» Exercise directions:
Please return each row below that contains the string "brackets", copying every such row in full. Matches must agree in case.

» Supplied records:
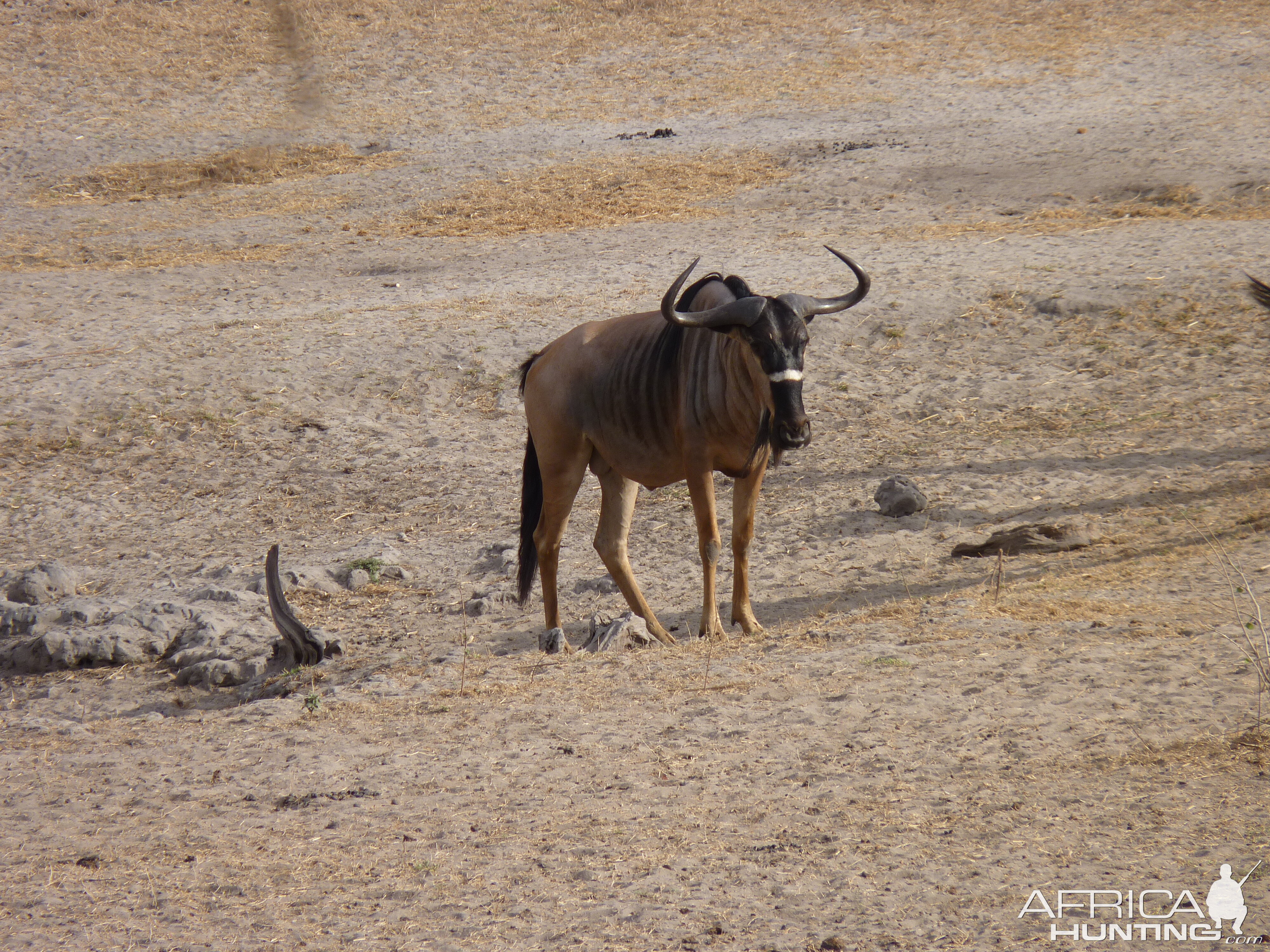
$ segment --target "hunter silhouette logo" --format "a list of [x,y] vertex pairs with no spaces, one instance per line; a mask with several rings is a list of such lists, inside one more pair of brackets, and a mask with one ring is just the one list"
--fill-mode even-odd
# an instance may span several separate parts
[[[1243,883],[1259,866],[1261,866],[1260,859],[1242,880],[1236,880],[1231,864],[1222,863],[1220,878],[1209,886],[1203,906],[1195,892],[1185,889],[1176,897],[1171,890],[1162,889],[1058,890],[1053,905],[1041,890],[1033,890],[1019,911],[1019,918],[1036,914],[1048,919],[1086,920],[1071,923],[1069,928],[1050,923],[1050,942],[1059,938],[1083,942],[1107,939],[1213,942],[1222,939],[1222,923],[1228,923],[1233,935],[1226,938],[1223,944],[1256,946],[1261,944],[1265,937],[1243,934],[1243,920],[1248,914],[1248,906],[1243,900]],[[1099,919],[1102,922],[1096,922]],[[1210,919],[1212,925],[1205,919]]]
[[1248,876],[1256,871],[1257,866],[1261,866],[1260,859],[1245,873],[1242,880],[1236,882],[1231,878],[1231,864],[1222,863],[1222,878],[1209,886],[1208,899],[1204,900],[1204,905],[1208,906],[1208,918],[1213,920],[1214,928],[1220,929],[1223,919],[1232,919],[1231,929],[1234,930],[1236,935],[1243,934],[1243,916],[1248,914],[1248,908],[1243,905],[1243,883],[1248,881]]

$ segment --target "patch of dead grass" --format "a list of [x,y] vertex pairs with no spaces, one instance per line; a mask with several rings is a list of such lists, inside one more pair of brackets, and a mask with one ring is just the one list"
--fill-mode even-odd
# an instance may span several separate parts
[[206,159],[163,159],[95,169],[53,185],[57,201],[144,202],[183,198],[222,185],[268,185],[274,182],[389,169],[401,152],[362,155],[345,145],[258,146]]
[[[631,116],[632,105],[659,112],[707,100],[766,103],[827,88],[842,96],[853,91],[856,77],[888,72],[959,69],[1015,81],[1016,72],[999,67],[1074,71],[1099,46],[1256,28],[1262,13],[1248,1],[1180,0],[1054,0],[1044,9],[1019,0],[939,6],[871,0],[850,8],[777,0],[298,0],[216,8],[189,0],[67,0],[23,8],[5,24],[0,51],[17,66],[8,85],[38,88],[56,72],[81,104],[95,99],[116,108],[112,90],[137,80],[206,93],[290,62],[300,67],[297,90],[314,98],[319,63],[329,85],[347,85],[396,69],[387,63],[417,61],[436,69],[442,80],[436,85],[446,86],[429,100],[442,107],[433,110],[438,122],[464,114],[490,123],[560,110],[593,118],[597,109]],[[541,83],[544,69],[572,75],[551,95],[513,93]],[[9,99],[10,119],[30,108],[0,99]]]
[[766,152],[612,157],[476,182],[424,202],[401,225],[417,236],[514,235],[720,213],[710,202],[789,176]]
[[13,250],[0,254],[0,272],[84,270],[104,268],[180,268],[189,264],[226,261],[279,261],[292,245],[217,248],[177,239],[165,245],[91,248],[85,244],[47,244],[17,239]]
[[1069,208],[1039,208],[1027,215],[1002,221],[936,222],[900,226],[879,232],[885,239],[918,239],[942,241],[961,235],[1006,236],[1027,234],[1059,235],[1069,231],[1102,231],[1143,220],[1171,221],[1262,221],[1270,218],[1270,184],[1252,184],[1236,189],[1231,195],[1201,202],[1194,185],[1167,185],[1143,189],[1116,201],[1091,199]]

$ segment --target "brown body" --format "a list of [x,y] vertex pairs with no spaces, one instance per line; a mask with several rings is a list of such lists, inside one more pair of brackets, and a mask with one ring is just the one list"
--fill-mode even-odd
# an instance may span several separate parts
[[744,343],[705,327],[667,324],[658,311],[583,324],[533,362],[525,381],[525,410],[542,473],[542,518],[533,541],[547,628],[560,626],[560,538],[589,466],[603,496],[596,550],[631,611],[667,644],[673,638],[644,599],[626,556],[636,484],[657,489],[687,480],[705,567],[701,633],[718,635],[720,537],[712,473],[737,479],[732,621],[747,632],[758,630],[745,553],[768,459],[759,430],[772,401],[766,374]]
[[747,553],[772,452],[804,447],[812,438],[803,411],[806,324],[869,293],[867,275],[829,250],[856,274],[859,283],[850,294],[759,297],[740,278],[711,274],[676,305],[693,261],[667,291],[660,311],[583,324],[522,366],[530,438],[521,496],[519,600],[528,598],[541,567],[549,631],[560,627],[560,539],[588,466],[602,491],[596,551],[631,611],[668,645],[674,638],[649,608],[626,555],[638,486],[687,481],[704,574],[700,633],[721,636],[714,473],[733,477],[732,621],[747,633],[761,631],[749,605]]

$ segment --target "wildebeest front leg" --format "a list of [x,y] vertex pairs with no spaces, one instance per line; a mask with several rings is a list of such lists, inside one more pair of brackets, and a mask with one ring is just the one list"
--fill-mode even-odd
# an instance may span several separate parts
[[749,476],[737,480],[732,491],[732,623],[747,635],[763,630],[749,607],[749,543],[754,538],[754,509],[765,472],[766,461],[754,466]]
[[[560,567],[560,539],[569,526],[569,510],[587,473],[587,459],[591,447],[579,444],[577,449],[558,458],[550,468],[542,467],[542,515],[533,531],[533,546],[538,550],[538,571],[542,579],[542,611],[546,616],[547,631],[560,627],[560,600],[556,590]],[[541,457],[540,457],[541,458]],[[563,641],[565,651],[573,651],[568,641]]]
[[701,552],[702,603],[701,637],[728,637],[719,618],[719,597],[715,593],[715,570],[719,567],[719,520],[715,518],[714,472],[691,473],[688,476],[688,495],[692,496],[692,512],[697,517],[697,543]]
[[592,459],[591,471],[599,480],[602,491],[599,503],[599,526],[596,528],[596,551],[605,561],[605,567],[613,576],[622,598],[635,614],[648,625],[649,633],[663,645],[673,645],[674,637],[657,621],[653,609],[639,590],[635,574],[631,571],[626,555],[626,538],[631,531],[631,515],[635,512],[635,494],[639,486],[598,457]]

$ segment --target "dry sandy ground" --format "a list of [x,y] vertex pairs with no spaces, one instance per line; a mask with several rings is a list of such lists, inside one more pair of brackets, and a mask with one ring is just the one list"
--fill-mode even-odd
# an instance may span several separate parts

» Reply to the task:
$ segment --target "hunter silhouette logo" --format "a list of [x,y] vertex pairs with no spaces, one instance per line; a mask with several rings is a list of such lists, inside one more pair of brackets, and a mask with one ring is just the one list"
$ segment --target "patch of dead grass" --format "a list of [x,y] vertex pairs with no spaces, one instance per line; a mask with several rings is a list of such lists, inside one more pair of brackets, and a mask with one ring is just the one list"
$ segment --target "brown body" --format "a list of [x,y] vertex pairs with no spaces, one instance per line; a mask with several rings is a list of such lists, inside one more pair of brackets, and a mask with one ring is just the one list"
$ segment --target "wildebeest front leg" --format "a list of [x,y] vertex pairs with no spaces, one instance per line; a mask with several rings is a list of such lists, inside one more pair of brackets, and a mask with one ring is just the one list"
$ segment --target "dry sandy ground" --format "a list of [x,y] vertex pairs with no spaces, one instance per line; a mask with several rings is a list of such lists, inside one more pair of brackets, and a mask with one ring is just the one list"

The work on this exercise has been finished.